> _DATA EXCERPTS_
** begin **
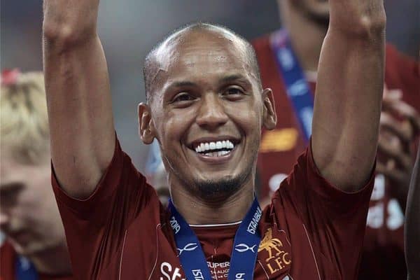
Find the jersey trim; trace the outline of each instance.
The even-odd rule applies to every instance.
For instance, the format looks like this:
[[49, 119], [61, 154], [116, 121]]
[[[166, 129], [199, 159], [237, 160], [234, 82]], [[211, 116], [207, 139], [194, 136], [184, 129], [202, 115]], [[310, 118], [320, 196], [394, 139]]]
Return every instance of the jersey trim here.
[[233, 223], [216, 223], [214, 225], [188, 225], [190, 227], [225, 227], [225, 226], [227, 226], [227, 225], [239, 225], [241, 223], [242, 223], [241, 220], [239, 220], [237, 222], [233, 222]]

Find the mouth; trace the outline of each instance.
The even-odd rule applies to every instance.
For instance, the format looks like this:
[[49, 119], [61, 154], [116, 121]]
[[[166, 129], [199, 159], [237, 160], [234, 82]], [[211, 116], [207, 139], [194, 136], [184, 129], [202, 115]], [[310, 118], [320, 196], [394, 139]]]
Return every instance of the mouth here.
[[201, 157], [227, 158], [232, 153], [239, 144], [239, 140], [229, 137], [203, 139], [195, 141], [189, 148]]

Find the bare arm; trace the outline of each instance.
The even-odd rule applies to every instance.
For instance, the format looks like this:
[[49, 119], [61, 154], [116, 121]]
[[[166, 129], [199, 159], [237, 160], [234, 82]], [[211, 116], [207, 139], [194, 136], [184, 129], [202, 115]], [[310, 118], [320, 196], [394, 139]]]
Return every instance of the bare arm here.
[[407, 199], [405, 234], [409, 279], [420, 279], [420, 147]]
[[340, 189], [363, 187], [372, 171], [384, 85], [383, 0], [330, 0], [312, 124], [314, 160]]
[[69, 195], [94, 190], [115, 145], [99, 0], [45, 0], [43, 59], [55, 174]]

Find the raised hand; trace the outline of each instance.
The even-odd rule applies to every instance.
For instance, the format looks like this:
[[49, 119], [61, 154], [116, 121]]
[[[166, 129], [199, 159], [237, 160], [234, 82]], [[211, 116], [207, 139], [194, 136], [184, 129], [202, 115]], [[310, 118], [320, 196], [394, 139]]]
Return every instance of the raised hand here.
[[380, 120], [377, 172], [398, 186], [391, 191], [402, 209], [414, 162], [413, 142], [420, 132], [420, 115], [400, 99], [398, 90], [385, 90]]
** end **
** begin **
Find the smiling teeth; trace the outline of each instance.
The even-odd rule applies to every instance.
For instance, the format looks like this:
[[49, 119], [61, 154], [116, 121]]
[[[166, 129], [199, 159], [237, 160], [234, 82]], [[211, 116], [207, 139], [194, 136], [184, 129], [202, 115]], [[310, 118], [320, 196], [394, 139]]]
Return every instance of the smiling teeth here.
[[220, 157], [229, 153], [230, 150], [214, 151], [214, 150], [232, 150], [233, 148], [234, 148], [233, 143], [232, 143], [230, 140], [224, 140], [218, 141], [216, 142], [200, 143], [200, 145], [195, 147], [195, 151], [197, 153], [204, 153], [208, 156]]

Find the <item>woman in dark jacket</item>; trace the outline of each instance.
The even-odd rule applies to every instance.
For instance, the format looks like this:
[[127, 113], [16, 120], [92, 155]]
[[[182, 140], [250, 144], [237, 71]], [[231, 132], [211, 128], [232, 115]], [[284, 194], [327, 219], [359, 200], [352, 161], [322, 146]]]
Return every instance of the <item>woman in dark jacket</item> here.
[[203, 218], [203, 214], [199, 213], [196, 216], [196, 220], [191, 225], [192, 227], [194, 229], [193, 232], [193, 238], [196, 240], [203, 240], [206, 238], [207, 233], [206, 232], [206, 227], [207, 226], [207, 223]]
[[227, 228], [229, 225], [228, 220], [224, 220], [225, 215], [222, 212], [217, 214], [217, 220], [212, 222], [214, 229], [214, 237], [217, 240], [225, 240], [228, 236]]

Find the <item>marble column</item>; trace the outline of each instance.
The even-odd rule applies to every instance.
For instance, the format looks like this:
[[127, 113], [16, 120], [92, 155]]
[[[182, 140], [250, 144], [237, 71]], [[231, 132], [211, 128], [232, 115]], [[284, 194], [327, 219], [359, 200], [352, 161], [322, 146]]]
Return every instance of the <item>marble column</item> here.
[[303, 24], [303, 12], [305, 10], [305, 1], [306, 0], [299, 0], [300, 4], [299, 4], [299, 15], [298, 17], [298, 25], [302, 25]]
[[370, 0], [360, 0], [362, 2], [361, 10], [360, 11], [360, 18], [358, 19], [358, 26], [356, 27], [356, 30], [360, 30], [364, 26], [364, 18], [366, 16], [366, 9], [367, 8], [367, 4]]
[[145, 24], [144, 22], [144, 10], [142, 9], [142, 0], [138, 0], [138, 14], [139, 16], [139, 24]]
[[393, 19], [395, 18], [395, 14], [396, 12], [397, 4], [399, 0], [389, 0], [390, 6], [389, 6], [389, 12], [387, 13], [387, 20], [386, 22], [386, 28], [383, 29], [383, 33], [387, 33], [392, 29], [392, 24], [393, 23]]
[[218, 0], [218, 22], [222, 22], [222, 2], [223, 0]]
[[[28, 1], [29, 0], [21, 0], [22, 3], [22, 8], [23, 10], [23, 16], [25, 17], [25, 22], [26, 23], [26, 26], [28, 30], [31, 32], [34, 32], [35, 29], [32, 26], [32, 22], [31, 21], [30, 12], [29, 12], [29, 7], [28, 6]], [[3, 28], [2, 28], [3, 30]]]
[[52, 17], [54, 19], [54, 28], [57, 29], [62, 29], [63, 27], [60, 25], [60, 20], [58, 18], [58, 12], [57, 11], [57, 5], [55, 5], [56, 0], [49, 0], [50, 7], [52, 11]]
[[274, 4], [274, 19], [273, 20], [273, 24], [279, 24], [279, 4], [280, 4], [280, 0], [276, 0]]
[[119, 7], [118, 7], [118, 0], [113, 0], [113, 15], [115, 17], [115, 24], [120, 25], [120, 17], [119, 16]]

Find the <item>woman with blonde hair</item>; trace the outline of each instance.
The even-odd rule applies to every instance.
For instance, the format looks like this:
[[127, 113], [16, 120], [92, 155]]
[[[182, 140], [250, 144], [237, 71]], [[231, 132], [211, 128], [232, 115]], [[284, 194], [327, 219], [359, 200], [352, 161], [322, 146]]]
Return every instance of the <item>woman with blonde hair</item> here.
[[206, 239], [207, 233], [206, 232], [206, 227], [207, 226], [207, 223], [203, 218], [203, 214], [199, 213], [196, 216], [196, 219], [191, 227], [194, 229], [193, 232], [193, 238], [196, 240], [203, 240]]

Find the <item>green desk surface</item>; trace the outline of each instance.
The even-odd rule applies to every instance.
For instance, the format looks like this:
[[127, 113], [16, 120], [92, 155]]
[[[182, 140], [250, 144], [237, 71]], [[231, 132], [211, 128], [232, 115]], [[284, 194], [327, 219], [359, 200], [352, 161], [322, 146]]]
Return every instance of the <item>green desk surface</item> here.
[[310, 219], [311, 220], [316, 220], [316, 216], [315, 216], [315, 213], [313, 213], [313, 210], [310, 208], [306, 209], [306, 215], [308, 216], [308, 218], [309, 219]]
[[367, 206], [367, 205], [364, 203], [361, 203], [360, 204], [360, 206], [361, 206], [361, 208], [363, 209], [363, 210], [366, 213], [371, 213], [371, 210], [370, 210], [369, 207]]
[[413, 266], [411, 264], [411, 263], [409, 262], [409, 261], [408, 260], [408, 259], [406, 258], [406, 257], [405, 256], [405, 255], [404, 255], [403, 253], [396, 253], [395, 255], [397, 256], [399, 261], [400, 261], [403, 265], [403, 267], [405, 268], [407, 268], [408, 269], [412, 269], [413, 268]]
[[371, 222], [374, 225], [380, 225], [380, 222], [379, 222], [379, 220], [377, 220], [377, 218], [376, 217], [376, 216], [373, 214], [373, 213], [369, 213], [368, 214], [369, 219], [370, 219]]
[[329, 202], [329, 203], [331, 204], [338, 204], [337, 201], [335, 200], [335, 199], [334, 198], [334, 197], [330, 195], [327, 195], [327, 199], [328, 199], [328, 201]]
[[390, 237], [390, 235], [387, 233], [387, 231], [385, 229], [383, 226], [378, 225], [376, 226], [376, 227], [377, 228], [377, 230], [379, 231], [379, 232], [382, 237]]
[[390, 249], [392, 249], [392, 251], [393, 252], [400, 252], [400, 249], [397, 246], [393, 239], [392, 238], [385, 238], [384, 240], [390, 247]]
** end **
** begin **
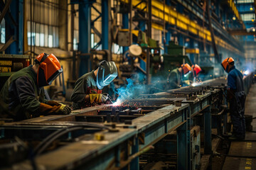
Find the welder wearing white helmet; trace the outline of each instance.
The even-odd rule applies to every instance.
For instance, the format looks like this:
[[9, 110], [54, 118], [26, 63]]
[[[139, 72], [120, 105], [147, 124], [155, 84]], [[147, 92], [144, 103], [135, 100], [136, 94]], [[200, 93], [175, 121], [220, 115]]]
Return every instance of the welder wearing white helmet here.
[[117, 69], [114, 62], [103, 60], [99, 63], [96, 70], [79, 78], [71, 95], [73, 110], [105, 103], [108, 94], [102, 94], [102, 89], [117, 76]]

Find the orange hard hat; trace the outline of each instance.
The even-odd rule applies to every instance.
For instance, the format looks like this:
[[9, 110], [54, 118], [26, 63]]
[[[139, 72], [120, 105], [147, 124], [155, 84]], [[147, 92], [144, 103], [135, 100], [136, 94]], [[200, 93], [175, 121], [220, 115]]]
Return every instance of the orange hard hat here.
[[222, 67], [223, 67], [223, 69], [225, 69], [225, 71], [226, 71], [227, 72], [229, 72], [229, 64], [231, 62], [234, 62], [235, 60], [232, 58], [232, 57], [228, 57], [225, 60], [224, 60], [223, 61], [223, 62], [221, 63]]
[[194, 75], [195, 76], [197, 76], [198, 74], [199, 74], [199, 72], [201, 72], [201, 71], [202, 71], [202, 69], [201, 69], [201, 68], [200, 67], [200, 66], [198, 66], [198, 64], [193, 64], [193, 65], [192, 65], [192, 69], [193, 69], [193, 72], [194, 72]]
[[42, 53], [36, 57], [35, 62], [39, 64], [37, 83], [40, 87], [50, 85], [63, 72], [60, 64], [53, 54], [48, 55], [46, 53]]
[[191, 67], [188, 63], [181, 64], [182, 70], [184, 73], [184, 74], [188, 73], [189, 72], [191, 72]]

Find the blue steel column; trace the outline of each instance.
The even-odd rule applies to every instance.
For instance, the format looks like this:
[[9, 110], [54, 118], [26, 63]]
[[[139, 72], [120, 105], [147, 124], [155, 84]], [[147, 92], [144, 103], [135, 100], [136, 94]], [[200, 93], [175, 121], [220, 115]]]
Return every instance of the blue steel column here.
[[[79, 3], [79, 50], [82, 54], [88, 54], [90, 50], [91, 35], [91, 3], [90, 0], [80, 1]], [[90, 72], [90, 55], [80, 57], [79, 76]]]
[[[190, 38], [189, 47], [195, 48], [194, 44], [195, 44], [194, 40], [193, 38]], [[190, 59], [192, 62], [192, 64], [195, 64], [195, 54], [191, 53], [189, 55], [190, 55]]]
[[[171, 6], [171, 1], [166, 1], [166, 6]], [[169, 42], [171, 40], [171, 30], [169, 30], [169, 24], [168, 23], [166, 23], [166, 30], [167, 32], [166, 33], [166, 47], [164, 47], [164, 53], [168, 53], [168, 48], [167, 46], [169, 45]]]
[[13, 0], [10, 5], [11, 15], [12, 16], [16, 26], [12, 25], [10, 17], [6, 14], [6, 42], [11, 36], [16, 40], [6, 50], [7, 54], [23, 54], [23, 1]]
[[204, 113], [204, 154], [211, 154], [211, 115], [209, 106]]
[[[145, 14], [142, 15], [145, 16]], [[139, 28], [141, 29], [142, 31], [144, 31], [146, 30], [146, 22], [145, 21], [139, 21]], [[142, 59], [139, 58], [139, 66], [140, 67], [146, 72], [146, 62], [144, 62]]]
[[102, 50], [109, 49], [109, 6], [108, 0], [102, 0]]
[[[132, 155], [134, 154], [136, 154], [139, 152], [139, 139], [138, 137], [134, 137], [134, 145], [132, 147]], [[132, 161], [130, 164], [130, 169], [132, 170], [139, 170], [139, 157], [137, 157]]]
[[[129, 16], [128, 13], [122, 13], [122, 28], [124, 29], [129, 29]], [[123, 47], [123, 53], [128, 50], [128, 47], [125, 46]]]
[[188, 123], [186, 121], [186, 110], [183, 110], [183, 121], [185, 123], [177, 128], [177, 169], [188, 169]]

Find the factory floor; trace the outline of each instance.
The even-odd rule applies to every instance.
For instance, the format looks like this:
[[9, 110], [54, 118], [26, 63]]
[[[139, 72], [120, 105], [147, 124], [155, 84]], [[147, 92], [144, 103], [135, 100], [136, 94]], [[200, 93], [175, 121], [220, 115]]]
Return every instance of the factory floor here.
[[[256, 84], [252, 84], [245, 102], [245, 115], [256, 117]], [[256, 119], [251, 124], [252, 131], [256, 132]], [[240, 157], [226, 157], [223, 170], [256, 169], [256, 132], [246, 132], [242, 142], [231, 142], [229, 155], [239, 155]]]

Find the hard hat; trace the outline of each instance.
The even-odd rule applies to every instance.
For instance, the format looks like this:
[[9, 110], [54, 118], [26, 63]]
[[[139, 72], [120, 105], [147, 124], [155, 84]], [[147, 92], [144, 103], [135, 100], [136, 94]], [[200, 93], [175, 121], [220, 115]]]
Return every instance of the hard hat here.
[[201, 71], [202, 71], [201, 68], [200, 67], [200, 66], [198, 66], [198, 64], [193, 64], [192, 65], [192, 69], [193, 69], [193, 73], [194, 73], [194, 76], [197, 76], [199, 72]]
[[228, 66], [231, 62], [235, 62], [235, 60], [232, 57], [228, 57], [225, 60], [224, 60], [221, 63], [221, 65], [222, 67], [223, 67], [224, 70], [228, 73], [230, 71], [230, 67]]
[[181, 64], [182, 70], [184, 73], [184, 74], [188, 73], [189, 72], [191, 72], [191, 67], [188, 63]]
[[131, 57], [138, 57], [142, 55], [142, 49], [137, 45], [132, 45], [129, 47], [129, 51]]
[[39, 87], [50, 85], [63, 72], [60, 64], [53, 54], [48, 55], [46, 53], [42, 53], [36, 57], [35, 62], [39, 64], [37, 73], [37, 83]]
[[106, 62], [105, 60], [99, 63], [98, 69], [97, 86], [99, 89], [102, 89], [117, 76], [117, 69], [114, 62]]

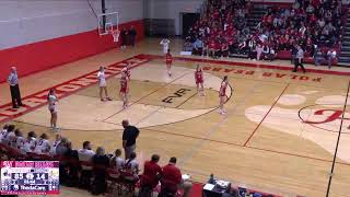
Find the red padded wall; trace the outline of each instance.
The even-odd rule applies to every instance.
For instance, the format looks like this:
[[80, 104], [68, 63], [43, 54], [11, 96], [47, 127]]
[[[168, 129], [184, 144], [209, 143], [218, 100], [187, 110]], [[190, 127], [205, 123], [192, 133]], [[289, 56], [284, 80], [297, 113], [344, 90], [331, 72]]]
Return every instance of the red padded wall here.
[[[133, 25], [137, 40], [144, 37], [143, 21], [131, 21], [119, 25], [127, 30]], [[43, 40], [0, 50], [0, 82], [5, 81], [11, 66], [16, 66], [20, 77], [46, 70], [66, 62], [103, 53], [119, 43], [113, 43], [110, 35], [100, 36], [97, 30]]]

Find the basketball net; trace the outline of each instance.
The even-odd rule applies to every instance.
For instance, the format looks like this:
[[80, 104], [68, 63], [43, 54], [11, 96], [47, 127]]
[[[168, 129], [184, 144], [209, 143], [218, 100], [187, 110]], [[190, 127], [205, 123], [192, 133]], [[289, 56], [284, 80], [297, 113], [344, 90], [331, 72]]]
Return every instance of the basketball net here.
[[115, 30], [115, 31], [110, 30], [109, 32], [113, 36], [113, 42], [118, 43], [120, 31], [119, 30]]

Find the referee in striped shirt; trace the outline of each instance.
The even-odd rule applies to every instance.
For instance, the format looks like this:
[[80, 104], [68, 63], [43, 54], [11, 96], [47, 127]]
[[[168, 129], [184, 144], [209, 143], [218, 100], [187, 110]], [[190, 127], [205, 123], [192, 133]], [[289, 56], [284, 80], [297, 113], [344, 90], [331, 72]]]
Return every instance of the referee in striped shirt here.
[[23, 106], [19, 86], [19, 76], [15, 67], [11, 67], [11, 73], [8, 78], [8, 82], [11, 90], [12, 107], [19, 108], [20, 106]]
** end **
Pull out every line of the items above that contains the word "desk", matching uppercase and lowercase letters as given.

Find the <item>green desk surface</item>; trace the outline of each instance.
Return every instance of the <item>green desk surface</item> here.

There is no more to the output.